The exercise:
Below are records to be output exactly, every one of them.

━━━━━ Available data

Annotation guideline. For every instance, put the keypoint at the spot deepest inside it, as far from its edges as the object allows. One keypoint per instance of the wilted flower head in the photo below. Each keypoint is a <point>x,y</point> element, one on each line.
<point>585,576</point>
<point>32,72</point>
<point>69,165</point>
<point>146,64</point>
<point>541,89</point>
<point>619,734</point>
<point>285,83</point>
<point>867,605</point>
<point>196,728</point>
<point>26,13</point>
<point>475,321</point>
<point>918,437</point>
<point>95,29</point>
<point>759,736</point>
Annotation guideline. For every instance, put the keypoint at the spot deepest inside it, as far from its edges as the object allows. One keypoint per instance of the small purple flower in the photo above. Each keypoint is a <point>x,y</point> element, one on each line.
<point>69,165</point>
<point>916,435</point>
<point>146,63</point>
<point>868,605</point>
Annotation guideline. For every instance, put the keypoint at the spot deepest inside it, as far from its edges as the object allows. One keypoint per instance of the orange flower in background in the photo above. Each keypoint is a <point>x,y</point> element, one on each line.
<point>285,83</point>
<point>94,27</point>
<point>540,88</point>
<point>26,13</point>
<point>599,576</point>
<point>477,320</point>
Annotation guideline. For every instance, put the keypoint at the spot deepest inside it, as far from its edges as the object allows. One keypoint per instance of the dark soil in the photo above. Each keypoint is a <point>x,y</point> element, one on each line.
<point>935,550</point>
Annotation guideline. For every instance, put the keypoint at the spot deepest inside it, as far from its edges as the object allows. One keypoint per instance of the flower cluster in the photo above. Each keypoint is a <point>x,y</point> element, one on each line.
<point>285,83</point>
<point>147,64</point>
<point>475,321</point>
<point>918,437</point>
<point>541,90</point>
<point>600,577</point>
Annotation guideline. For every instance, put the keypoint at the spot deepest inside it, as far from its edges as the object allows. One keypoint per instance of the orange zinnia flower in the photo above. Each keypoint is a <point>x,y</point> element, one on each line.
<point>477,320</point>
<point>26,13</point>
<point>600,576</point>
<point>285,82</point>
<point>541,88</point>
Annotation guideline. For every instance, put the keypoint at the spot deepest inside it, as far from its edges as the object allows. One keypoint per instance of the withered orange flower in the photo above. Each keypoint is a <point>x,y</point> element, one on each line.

━━━━━━━━━━

Exercise answer:
Annotation guideline. For every instance, put the keypoint at the spot deepest inside it, as far from its edges as the object allows. One keypoint per instance of the wilted flower head in the photo below. Each keypoint is a <point>x,y</point> element, one on each line.
<point>585,576</point>
<point>32,72</point>
<point>69,165</point>
<point>146,64</point>
<point>541,89</point>
<point>619,734</point>
<point>285,83</point>
<point>867,605</point>
<point>196,728</point>
<point>26,13</point>
<point>475,321</point>
<point>918,437</point>
<point>95,29</point>
<point>759,736</point>
Annotation guideline. For every instance, put the keypoint at the spot deepest inside it, as far from its edges as the object allows. One keypoint per instance of the small purple flower in the photo above. Each keypoint is a <point>x,y</point> element, one on each line.
<point>69,165</point>
<point>916,435</point>
<point>146,63</point>
<point>868,605</point>
Annotation guideline. For every instance, put the keypoint at the spot deepest inside it, as far from its edges as the object allows. One keypoint per instance of the orange flower in background in the photo above. Each keypoint is a <point>x,y</point> element, one on each line.
<point>285,83</point>
<point>94,27</point>
<point>540,88</point>
<point>26,13</point>
<point>599,576</point>
<point>477,320</point>
Annotation guideline. For every instance, put the keypoint at the spot deepest inside it, as far from its edges as the object allows. One keypoint per instance of the dark soil in the photo above. Each keypoint is a <point>x,y</point> element, one on each line.
<point>935,550</point>
Annotation guideline. For every instance, put the keypoint at the spot deepest inside it, as far from its edges as the object allows. One keypoint per instance of the flower cluster in the photo above. Each keypoint is a <point>x,y</point> element, one on each line.
<point>285,83</point>
<point>147,64</point>
<point>475,321</point>
<point>918,437</point>
<point>541,90</point>
<point>600,577</point>
Annotation guideline. For every instance, put the keypoint at the spot deepest inside it, as far from its edges as the object allows. One keypoint per instance of the orange zinnia flower in the photo above. Each keypoint is a <point>x,y</point> element, one on each line.
<point>477,320</point>
<point>26,13</point>
<point>600,576</point>
<point>285,82</point>
<point>541,88</point>
Annotation guideline. For every instance, put the keypoint at the spot deepest inside it, as far from its edges as the object allows. One keypoint per instance of the withered orange flower in the photo above. Each keypoint is a <point>x,y</point> element, one on each line.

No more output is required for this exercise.